> **Records to process**:
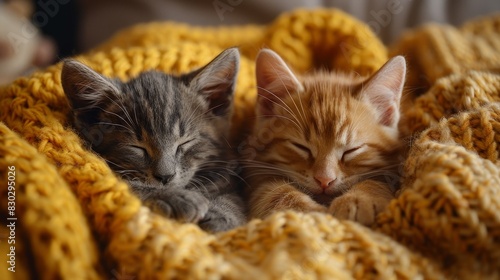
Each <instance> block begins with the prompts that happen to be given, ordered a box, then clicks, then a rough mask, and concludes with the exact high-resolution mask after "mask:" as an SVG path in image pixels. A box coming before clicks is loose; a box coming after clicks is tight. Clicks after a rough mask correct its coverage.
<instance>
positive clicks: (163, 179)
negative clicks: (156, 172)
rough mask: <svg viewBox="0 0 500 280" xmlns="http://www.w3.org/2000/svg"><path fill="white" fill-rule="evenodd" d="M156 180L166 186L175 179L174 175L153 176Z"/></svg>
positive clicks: (169, 174) (156, 175)
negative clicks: (170, 181) (167, 184)
mask: <svg viewBox="0 0 500 280" xmlns="http://www.w3.org/2000/svg"><path fill="white" fill-rule="evenodd" d="M154 176H155V178H156V180H158V181H160V182H161V183H162V184H163V185H166V184H168V183H169V182H170V181H172V179H173V178H174V177H175V173H173V174H155V175H154Z"/></svg>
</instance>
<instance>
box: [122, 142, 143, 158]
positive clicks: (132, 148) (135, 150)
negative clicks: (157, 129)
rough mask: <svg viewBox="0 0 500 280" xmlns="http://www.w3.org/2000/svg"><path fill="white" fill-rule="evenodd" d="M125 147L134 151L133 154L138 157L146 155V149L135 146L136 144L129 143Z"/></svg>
mask: <svg viewBox="0 0 500 280" xmlns="http://www.w3.org/2000/svg"><path fill="white" fill-rule="evenodd" d="M127 148H128V149H129V150H130V151H131V152H132V153H134V155H136V156H138V157H141V158H146V157H148V151H147V150H146V149H145V148H144V147H141V146H137V145H130V146H127Z"/></svg>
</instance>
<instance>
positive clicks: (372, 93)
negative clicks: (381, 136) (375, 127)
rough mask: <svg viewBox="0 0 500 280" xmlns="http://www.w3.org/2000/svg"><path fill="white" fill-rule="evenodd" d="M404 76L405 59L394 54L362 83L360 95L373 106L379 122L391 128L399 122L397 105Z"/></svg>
mask: <svg viewBox="0 0 500 280" xmlns="http://www.w3.org/2000/svg"><path fill="white" fill-rule="evenodd" d="M405 76H406V61H405V59H404V58H403V57H402V56H396V57H394V58H392V59H390V60H389V61H388V62H386V63H385V64H384V66H382V67H381V68H380V70H378V71H377V72H376V73H375V74H373V76H372V77H371V78H370V79H369V80H368V82H366V83H365V84H364V85H363V89H362V96H363V98H364V100H365V101H366V102H368V103H369V104H371V105H372V106H374V108H375V110H376V112H377V113H378V120H379V123H380V124H382V125H385V126H389V127H392V128H395V127H397V125H398V122H399V115H400V114H399V105H400V101H401V95H402V93H403V86H404V83H405Z"/></svg>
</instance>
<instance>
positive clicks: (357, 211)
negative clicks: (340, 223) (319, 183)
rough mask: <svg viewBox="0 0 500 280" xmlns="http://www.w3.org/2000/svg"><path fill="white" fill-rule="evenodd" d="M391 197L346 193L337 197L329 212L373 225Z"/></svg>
mask: <svg viewBox="0 0 500 280" xmlns="http://www.w3.org/2000/svg"><path fill="white" fill-rule="evenodd" d="M390 201H391V199H389V198H387V197H378V198H374V197H371V196H367V195H362V194H345V195H343V196H340V197H337V198H335V199H334V200H333V202H332V203H331V204H330V208H329V209H328V210H329V212H330V213H331V214H332V215H333V216H334V217H336V218H338V219H343V220H351V221H355V222H358V223H360V224H363V225H365V226H371V225H372V224H373V223H375V220H376V217H377V215H378V213H380V212H382V211H384V209H385V208H386V207H387V205H388V204H389V202H390Z"/></svg>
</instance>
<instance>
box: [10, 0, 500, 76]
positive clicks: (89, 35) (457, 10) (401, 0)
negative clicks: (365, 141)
mask: <svg viewBox="0 0 500 280" xmlns="http://www.w3.org/2000/svg"><path fill="white" fill-rule="evenodd" d="M299 7H302V8H317V7H336V8H339V9H341V10H344V11H345V12H347V13H349V14H351V15H353V16H354V17H356V18H358V19H360V20H362V21H364V22H365V23H367V24H368V25H369V26H370V27H371V28H372V30H373V31H374V32H375V33H376V34H377V35H378V36H379V37H380V38H381V39H382V40H383V42H384V43H386V44H390V43H391V42H393V41H394V39H395V38H398V36H399V35H400V34H401V32H403V31H404V30H405V29H408V28H413V27H416V26H419V25H421V24H424V23H428V22H439V23H448V24H452V25H460V24H462V23H463V22H465V21H467V20H469V19H471V18H474V17H478V16H481V15H488V14H492V13H494V12H498V11H500V1H498V0H420V1H419V0H323V1H321V0H288V1H269V0H252V1H251V0H184V1H181V0H0V84H2V83H6V82H7V81H9V80H11V79H12V78H13V77H16V76H17V75H19V74H20V73H26V71H29V70H30V69H33V67H35V68H36V67H44V66H46V65H50V64H52V63H54V62H56V61H58V60H59V59H62V58H64V57H67V56H72V55H75V54H78V53H81V52H85V51H87V50H89V49H91V48H93V47H95V46H97V45H98V44H100V43H102V42H103V41H105V40H106V39H108V38H109V37H110V36H112V35H113V34H114V33H115V32H117V31H118V30H120V29H122V28H125V27H128V26H130V25H133V24H136V23H141V22H150V21H165V20H172V21H178V22H185V23H190V24H195V25H201V26H219V25H234V24H238V25H241V24H265V23H268V22H270V21H272V20H273V19H274V18H276V17H277V16H278V15H279V14H281V13H283V12H285V11H289V10H292V9H296V8H299Z"/></svg>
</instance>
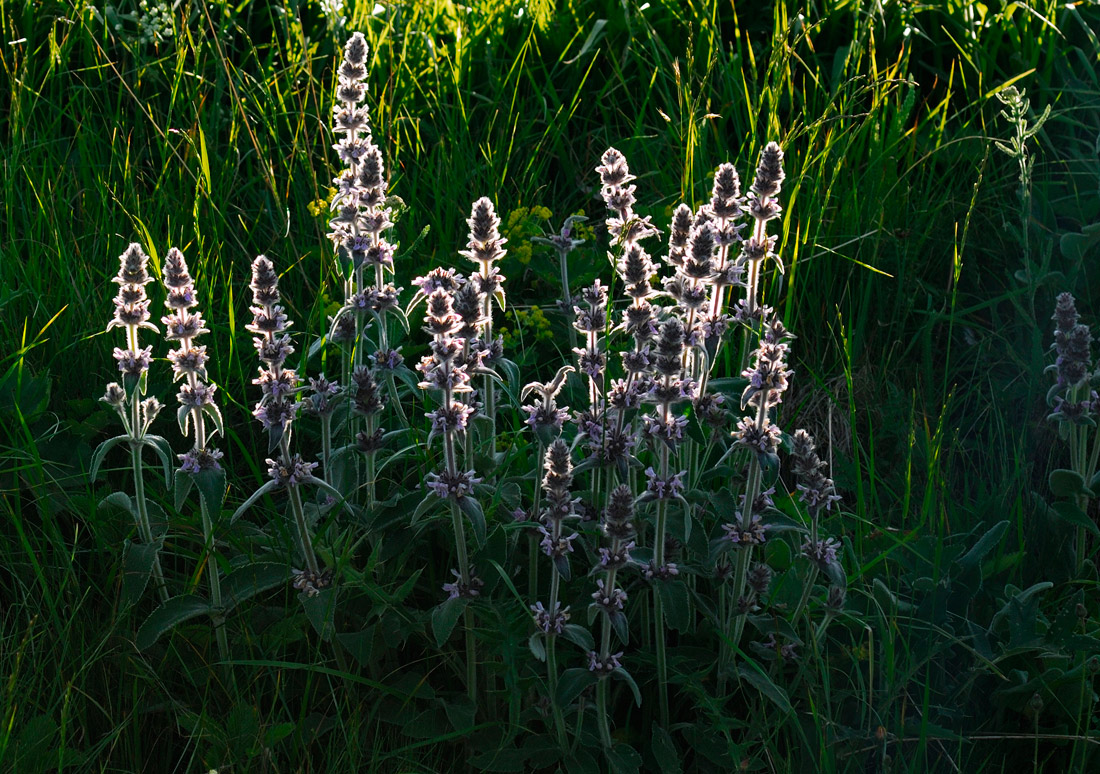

> **Task instructions**: State how many lines in the listing above contain "positive". Offer nothing besides that number.

> **Result of this task**: 6